• **Problem description**
Type the entries again, word for word.
--- Information given ---
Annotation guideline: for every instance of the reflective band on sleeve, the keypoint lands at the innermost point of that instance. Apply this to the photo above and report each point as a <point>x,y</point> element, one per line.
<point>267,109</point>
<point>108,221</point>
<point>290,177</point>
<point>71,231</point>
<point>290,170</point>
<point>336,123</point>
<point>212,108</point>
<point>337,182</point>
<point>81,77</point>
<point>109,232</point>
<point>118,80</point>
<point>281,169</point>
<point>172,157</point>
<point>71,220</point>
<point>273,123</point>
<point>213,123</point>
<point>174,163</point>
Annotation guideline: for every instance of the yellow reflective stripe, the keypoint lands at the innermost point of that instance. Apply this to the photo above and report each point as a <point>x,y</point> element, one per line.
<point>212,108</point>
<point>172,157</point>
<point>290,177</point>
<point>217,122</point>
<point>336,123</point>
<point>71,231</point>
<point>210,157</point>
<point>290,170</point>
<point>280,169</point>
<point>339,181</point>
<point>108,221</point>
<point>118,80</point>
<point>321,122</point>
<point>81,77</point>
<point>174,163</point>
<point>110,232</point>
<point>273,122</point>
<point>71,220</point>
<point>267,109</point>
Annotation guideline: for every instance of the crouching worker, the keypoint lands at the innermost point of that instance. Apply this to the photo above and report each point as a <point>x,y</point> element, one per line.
---
• **Task output**
Annotation guideline: for every instance of the reflective band on sleeve, the keypoint lands at the innermost point of that instance. Apply this to the photo above and report each point as a <point>x,y</point> element, one per line.
<point>267,109</point>
<point>108,221</point>
<point>290,177</point>
<point>71,231</point>
<point>290,170</point>
<point>336,123</point>
<point>212,108</point>
<point>337,182</point>
<point>81,77</point>
<point>109,232</point>
<point>118,80</point>
<point>281,169</point>
<point>172,157</point>
<point>71,220</point>
<point>273,123</point>
<point>213,123</point>
<point>174,163</point>
Annotation guideline: for every instance of the yellow reflective stripe, the keypoint lands at the innermost point of that instance. Apply this to the photo above and report each point as a <point>x,y</point> element, one per line.
<point>212,108</point>
<point>172,157</point>
<point>290,177</point>
<point>217,122</point>
<point>336,123</point>
<point>71,231</point>
<point>210,157</point>
<point>290,170</point>
<point>280,169</point>
<point>339,181</point>
<point>108,221</point>
<point>118,80</point>
<point>321,122</point>
<point>81,77</point>
<point>174,163</point>
<point>110,232</point>
<point>273,122</point>
<point>71,220</point>
<point>267,109</point>
Annotation guideline: for every instance of the crouching worker, the keypoint lands at the innermost point of that instance. Apply this to the photo above and report each point as a <point>x,y</point> element, one per line.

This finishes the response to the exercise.